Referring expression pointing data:
+===+

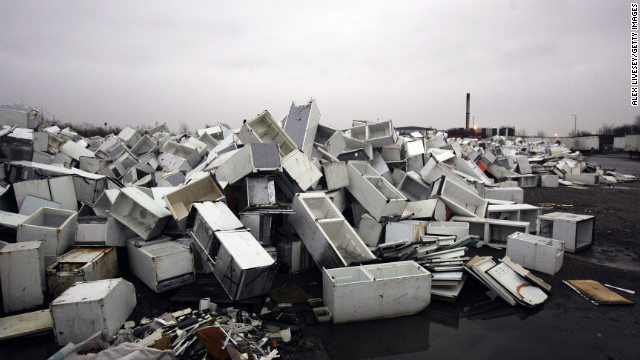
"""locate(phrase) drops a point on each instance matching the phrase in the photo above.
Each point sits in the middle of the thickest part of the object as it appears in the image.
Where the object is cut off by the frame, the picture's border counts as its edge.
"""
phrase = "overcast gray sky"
(527, 64)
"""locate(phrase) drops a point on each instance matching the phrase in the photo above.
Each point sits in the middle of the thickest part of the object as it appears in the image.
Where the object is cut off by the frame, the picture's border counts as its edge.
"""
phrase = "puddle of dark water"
(479, 328)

+===+

Activity: Transcribe all entries above exactly. Drop the pictures.

Solution to the problem:
"""locate(phrase) drops a point on each instance matching the phrase in the photo above.
Each point sits in the middle of the thickest part of the object as it appears in the image.
Where the object is cut off by the frame, the picture's border counts as its edge.
"""
phrase = "overcast gray sky"
(527, 64)
"""locate(phrase) drops a point on each instance matching the phrase in the photo above.
Each point sits in the middle of the thickest part of the object as it appears in the image.
Where the object is cut off by the frame, the picture's border counts as its edge.
"""
phrase = "puddle of dark water"
(479, 328)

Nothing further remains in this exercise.